### Your objective:
Continue the R mailing-list thread below about getting "lsmeans," writing what comes next after its final line.

### Text:

[R] how to get "lsmeans"?

Thu Mar 22 15:24:09 CET 2007

Dear Bob,

I think that you make a valid point -- and I've included "Type-III" tests in
the Anova() function in the car package, for example, though not entirely
for consistency with SAS -- but my object in writing the effects package was
different. I wanted to provide a general approach to visualizing terms in
complex models with linear predictors. If I can with reasonable effort
provide a solution that's the same as "least-squares means" for models for
which "least-squares means" are defined then I'll do so at some point, but
duplicating what SAS does was not my goal.

Regards,
 John

--------------------------------
John Fox
Department of Sociology
McMaster University
Hamilton, Ontario
Canada L8S 4M4
905-525-9140x23604
http://socserv.mcmaster.ca/jfox 
-------------------------------- 

> -----Original Message-----
> From: r-help-bounces at stat.math.ethz.ch 
> [mailto:r-help-bounces at stat.math.ethz.ch] On Behalf Of 
> Muenchen, Robert A (Bob)
> Sent: Thursday, March 22, 2007 9:36 AM
> To: R-help at stat.math.ethz.ch
> Subject: Re: [R] how to get "lsmeans"?
> 
> Hi All,
> 
> Perhaps I'm stating the obvious, but to increase the use of R 
> in places where SAS & SPSS dominate, it's important to make 
> getting the same answers as easy as possible. That includes 
> things like lsmeans and type III sums of squares. I've read 
> lots of discussions here on sums of squares & I'm not 
> advocating type III use, just looking at it from a marketing 
> perspective. Too many people look for excuses to not change.
> The fewer excuses, the better.
> 
> Of course this is easy for me to say, as I'm not the one who 
> does the work! Much thanks to those who do.
> 
> Cheers,
> Bob
> 
> =========================================================
>   Bob Muenchen (pronounced Min'-chen), Manager
>   Statistical Consulting Center
>   U of TN Office of Information Technology
>   200 Stokely Management Center, Knoxville, TN 37996-0520
>   Voice: (865) 974-5230  
>   FAX:   (865) 974-4810
>   Email: muenchen at utk.edu
>   Web:   http://oit.utk.edu/scc, 
>   News:  http://listserv.utk.edu/archives/statnews.html
> =========================================================
> 
> > -----Original Message-----
> > From: r-help-bounces at stat.math.ethz.ch [mailto:r-help- 
> > bounces at stat.math.ethz.ch] On Behalf Of John Fox
> > Sent: Wednesday, March 21, 2007 8:59 PM
> > To: 'Prof Brian Ripley'
> > Cc: 'r-help'; 'Chuck Cleland'
> > Subject: Re: [R] how to get "lsmeans"?

### Data block:

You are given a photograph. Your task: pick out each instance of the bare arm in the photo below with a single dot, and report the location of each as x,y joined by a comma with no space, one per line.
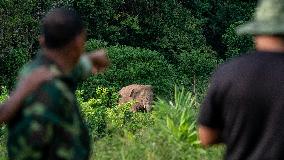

### Final result:
> > 
> > Dear Brian et al.,
> > 
> > My apologies for chiming in late: It's been a busy day.
> > 
> > First some general comments on "least-squares means" and "effect 
> > displays."
> > The general idea behind the two is similar -- to examine 
> fitted values 
> > corresponding to a term in a model while holding other terms to
> typical
> > values -- but the implementation is not identical. There are also
> other
> > similar ideas floating around as well. My formulation is 
> more general 
> > in the sense that it applies to a wider variety of models, 
> both linear 
> > and otherwise.
> > 
> > "Least-squares means" (a horrible term, by the way: in a 
> 1980 paper in 
> > the American Statistician, Searle, Speed, and Milliken 
> suggested the 
> > more descriptive term "population marginal means") apply to factors 
> > and combinations of factors; covariates are set to mean 
> values and the 
> > levels of other factors are averaged over, in effect applying equal 
> > weight to each level. (This is from memory, so it's 
> possible that I'm 
> > not getting it quite right, but I believe that I am.) In my effect 
> > displays, each level of
> a
> > factor is weighted by its proportion in the data. In models 
> in which 
> > least-squares means can be computed, they should differ from the 
> > corresponding effect display by a constant (if there are different 
> > numbers of observations in the different levels of the factors that 
> > are held constant).
> > 
> > The obstacle to computing either least-squares means or effect
> displays
> > in R
> > via predict() is that predict() wants factors in the "new 
> data" to be 
> > set to particular levels. The effect() function in the 
> effects package 
> > bypasses
> > predict() and works directly with the model matrix, 
> averaging over the 
> > columns that pertain to a factor (and reconstructing 
> interactions as 
> > necessary). As mentioned, this has the effect of setting 
> the factor to 
> > its proportional distribution in the data. This approach 
> also has the 
> > advantage of being invariant with respect to the choice of 
> contrasts 
> > for a factor.
> > 
> > The only convenient way that I can think of to implement 
> least-squares 
> > means in R would be to use deviation-coded regressors for a factor 
> > (that is,
> > contr.sum) and then to set the columns of the model matrix for the
> > factor(s)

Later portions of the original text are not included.